— Begin —
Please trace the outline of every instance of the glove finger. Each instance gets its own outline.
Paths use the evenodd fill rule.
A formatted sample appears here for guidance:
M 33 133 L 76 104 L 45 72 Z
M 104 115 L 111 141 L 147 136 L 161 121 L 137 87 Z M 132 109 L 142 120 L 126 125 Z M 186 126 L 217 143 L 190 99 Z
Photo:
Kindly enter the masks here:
— End —
### Aim of the exercise
Please reproduce all of the material above line for line, with no changes.

### Written solution
Please trace the outline of every instance of the glove finger. Each instance gets its own outline.
Paths use the evenodd fill rule.
A formatted sample appears here for guidance:
M 33 133 L 76 104 L 45 72 Z
M 104 115 L 111 141 L 147 136 L 161 121 L 137 87 Z M 132 109 L 142 120 L 126 125 Z M 186 126 L 217 143 L 190 99 Z
Photo:
Kindly enter the masks here:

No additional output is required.